> **SUPPLIED PASSAGE**
+ + + +

Delighting in Your Company
A Haunting Romance
By Blair McDowell
What more could a girl ask for?
When Amalie Ansett visits her elderly cousin on the small Caribbean island of St. Clements, the last thing she’s looking for is romance. Just out of a disastrous marriage, she’s ready to swear off men forever.
That is until she meets local plantation owner, Jonathan Evans.
He is tall, good looking, intelligent and incredibly sexy.
What more could a girl ask for?
An unsolved murder … Then Amalie discovers that the man she loves is a ghost. Only she can see and hear him. Perhaps he is real to her because Amalie is the image of her distant ancestor, Jonathan’s bride in that earlier time.
Jonathan was murdered two hundred years ago, and has no knowledge of who killed him or why. A perilous trip to the past… When Jonathan asks her to help him by returning with him to his past, Amalie is torn. If she helps him solve the mystery surrounding his death, she could lose him forever.
If she doesn’t, she is stuck with a ghost for a lover. And a love that crosses the boundaries of time.
To save Jonathan, Amalie agrees to travel with him back in time to the Caribbean of the 1800’s, when sugar reigned supreme and the slave trade was making fortunes for wealthy planters and ship owners. Her adventures there include a slave uprising, murder, deceit and an enduring love that crosses the boundaries of time.
A Love That Crosses the Boundaries of Time By Blair McDowell
Delighting In Your Company is scheduled for release by Rebel Ink on April 17, 2012. The title is taken from a song, Greensleeves, attributed to Henry VIII, but the story takes place much later, in two time periods, the present and the early eighteen hundreds. Delighting In Your Company is a paranormal romance with time travel.
The idea for this story had its origins many years ago. I was building a house on the small Dutch island of St. Eustatius, in the Caribbean. I had no electricity and no running water. I had to dip water for cooking and bathing by bucket from an outdoor cistern. I was, as the locals put it, “Out in de bush.” A friend who lived some distance up the hill from me, a local black woman named Mrs. Belle, asked me if I wasn’t afraid at night, staying way out in the country by myself. Since the crime rate on this tiny piece of paradise was zero, I asked her what I should be afraid of. “The jumbies,” she answered. I didn’t know the meaning of the word. “The jumbies,” she repeated, “The dead who walk.”

+ + + +

> **RECORDS SHOWN**

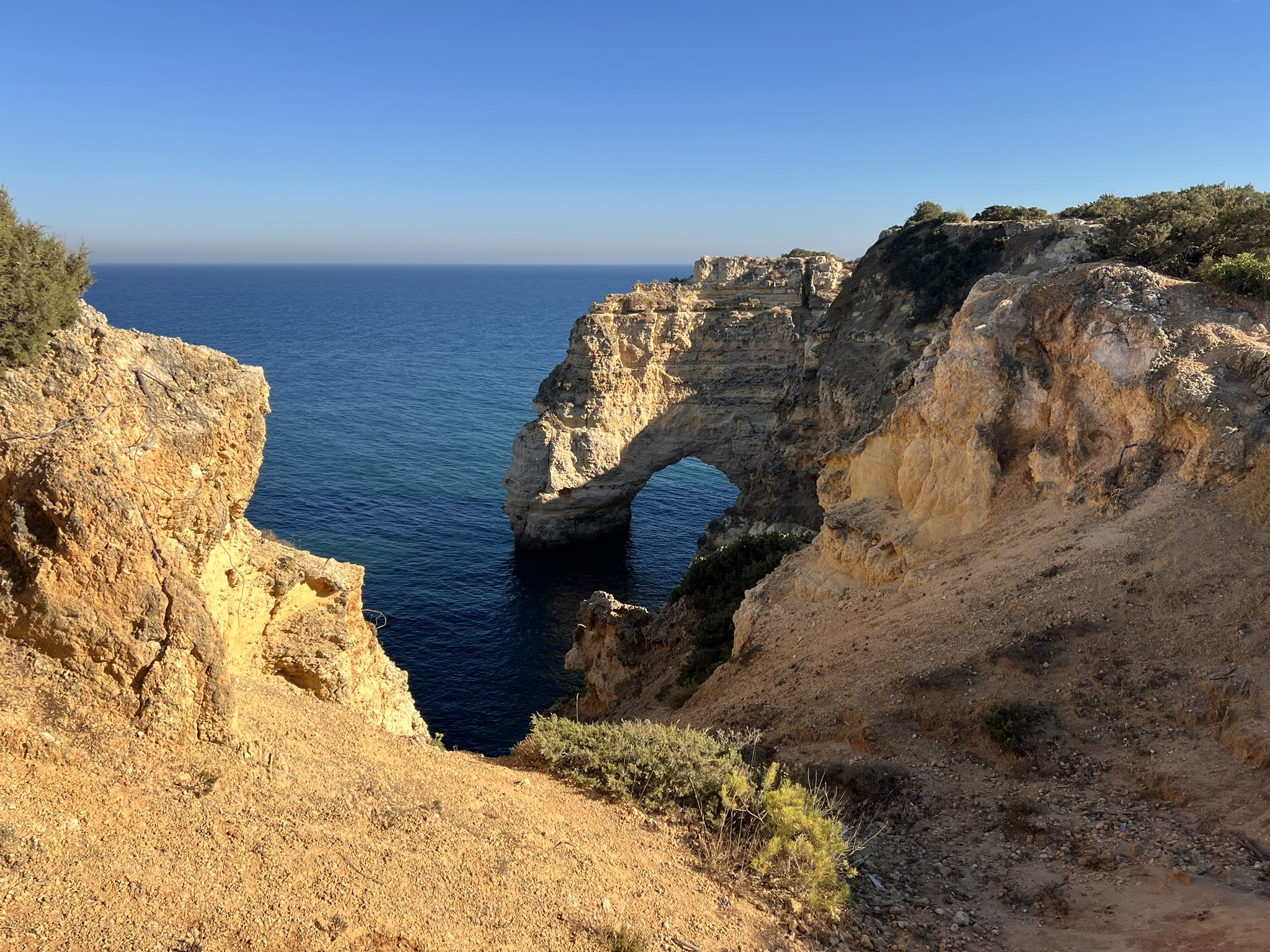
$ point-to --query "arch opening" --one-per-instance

+ + + +

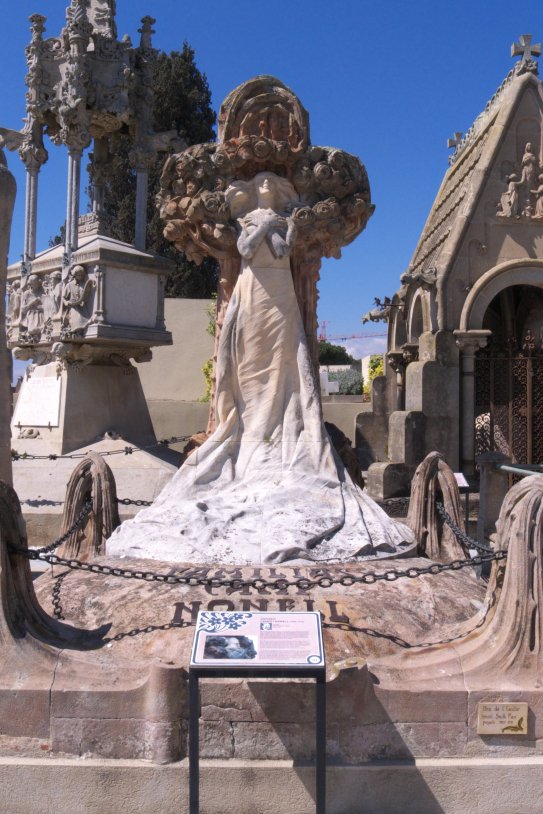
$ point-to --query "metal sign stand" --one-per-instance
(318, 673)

+ + + +

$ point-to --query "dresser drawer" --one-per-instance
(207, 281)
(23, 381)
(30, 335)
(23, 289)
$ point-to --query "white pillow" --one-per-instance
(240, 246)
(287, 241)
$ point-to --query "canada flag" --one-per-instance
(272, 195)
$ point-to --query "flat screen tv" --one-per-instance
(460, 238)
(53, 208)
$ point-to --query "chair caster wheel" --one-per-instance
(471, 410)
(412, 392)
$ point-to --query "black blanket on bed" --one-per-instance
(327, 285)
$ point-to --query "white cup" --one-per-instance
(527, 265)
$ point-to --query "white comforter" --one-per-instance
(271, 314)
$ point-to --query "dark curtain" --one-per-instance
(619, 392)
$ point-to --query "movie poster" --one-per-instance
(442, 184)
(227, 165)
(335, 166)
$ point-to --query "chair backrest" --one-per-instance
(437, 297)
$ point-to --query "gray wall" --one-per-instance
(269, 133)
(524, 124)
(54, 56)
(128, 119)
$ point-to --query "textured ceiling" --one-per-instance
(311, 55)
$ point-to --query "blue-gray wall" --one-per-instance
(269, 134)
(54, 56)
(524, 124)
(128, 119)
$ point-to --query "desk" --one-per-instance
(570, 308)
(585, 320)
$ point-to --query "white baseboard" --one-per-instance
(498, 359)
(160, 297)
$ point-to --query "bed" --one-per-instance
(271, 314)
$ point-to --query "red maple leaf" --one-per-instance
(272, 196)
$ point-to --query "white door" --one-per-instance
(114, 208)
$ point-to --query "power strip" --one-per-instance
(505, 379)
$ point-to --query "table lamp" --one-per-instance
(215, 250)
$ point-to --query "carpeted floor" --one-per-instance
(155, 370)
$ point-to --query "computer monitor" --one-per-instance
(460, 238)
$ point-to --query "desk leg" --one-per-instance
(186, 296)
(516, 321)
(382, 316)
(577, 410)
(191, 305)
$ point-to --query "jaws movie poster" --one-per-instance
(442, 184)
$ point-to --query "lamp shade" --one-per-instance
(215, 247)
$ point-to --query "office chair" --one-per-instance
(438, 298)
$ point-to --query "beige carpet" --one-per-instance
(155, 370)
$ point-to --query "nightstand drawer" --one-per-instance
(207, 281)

+ + + +

> **PARTS OF THE EXERCISE**
• 1. List the four words or phrases that the Delighting in Your Company passage uses to describe Jonathan Evans when Amalie first meets him.
• 2. Extend the Delighting in Your Company passage, picking up right after its final sentence.

> **THE ANSWERS**
• 1. tall, good looking, intelligent, incredibly sexy

• 2.
I was to hear that word many times in succeeding years. Belief in the occult is alive and well in the Caribbean. I heard stories about the mysterious crack in the steeple of the Methodist Church, about the woman who was buried standing up in the Anglican cemetery, and about the ghost who walks White Wall Road. I heard these legends not once, but many times and from many people. I heard also about the practice of Obeah, an ancient religion based on a belief in black magic, brought from Africa to the Caribbean by the slaves. Although people speak about it in hushed tones and infrequently, its practices have definitely survived into the twenty-first century in the Caribbean.
When I decided to write a book placed on my beloved island, these stories all came flooding back to me. So I made my hero, Jonathan, the ghost of an eighteenth century planter who was mysteriously murdered, and has walked White Wall Road ever since. My heroine, Amalie, is a twenty-first century descendant of Jonathan’s betrothed, who has the misfortune of falling in love with a jumbie.
In the following scene, Amalie has recently arrived on the island, and her cousin, Josephina, is showing her through the local Historical Society Museum.
Josephina hesitated. “There’s one further thing I want you to see. It’s why I brought you here this morning.”
Puzzled, Amalie followed her into a drawing room furnished in eighteenth century style with a camelback sofa and wing chairs. Portraits lined the walls.
“Our past Administrators and their wives,” Josephina commented as she walked across the room and looked up at one particular picture.
Amalie followed her gaze and gasped. She was looking at a portrait of herself.
“Amalie Ansett Benstone.”
Amalie studied the image. The woman’s clothing was different, and that other Amalie’s ash blond hair was arranged formally in the long soft curls popular in that day rather than in the simple casual style today’s Amalie preferred. But the portrait could have been her own.
The woman in the picture appeared to be younger than Amalie by nine or ten years. She was perhaps eighteen. There was a softness about her face. It was gentle and sweet where Amalie’s own features were a bit sharper, more defined. That was probably due to the fact that she was older. However, there was one marked difference. Amalie Ansett Benstone’s eyes were brown like hers, but they held no life. They were eyes that saw nothing.
“What happened to her? Why are her eyes so dead?”
“I’ll tell you her story when we get back to the house. But first, perhaps you should look at the portrait of her husband, Charles Benstone. He was Island Administrator at the time.”
Amalie looked at the picture beside her ancestor’s. An involuntary shudder passed through her. It wasn’t that Charles Benstone was unattractive. He was, in fact, extraordinarily handsome. High cheekbones accented an angular face. He was broad shouldered and powerful looking. His long black curly hair was carefully coiffed. However his mouth was shaped into a sardonic smile and his expression was arrogant, almost cruel. Looking at him, Amalie shivered again. How could a mere oil painting, and not very good one at that, make her feel such revulsion?
I started to write soon after I found my first pencil. But I began to write for publication about 30 years ago -- professional books. I wrote six of them, all still in print and still in use. Only lately have I turned to fiction.
I'd have done it a lot sooner if I'd had any idea how much fun it was! I’ve lived in many different places. The US -- Certain cities call to me. I love San Francisco and Seattle and the wonderful Oregon Coast. Australia -- among the most open welcoming people in the world, and a wide open young country with incredible land and sea scapes, with amazing animal and bird life right out of science fiction.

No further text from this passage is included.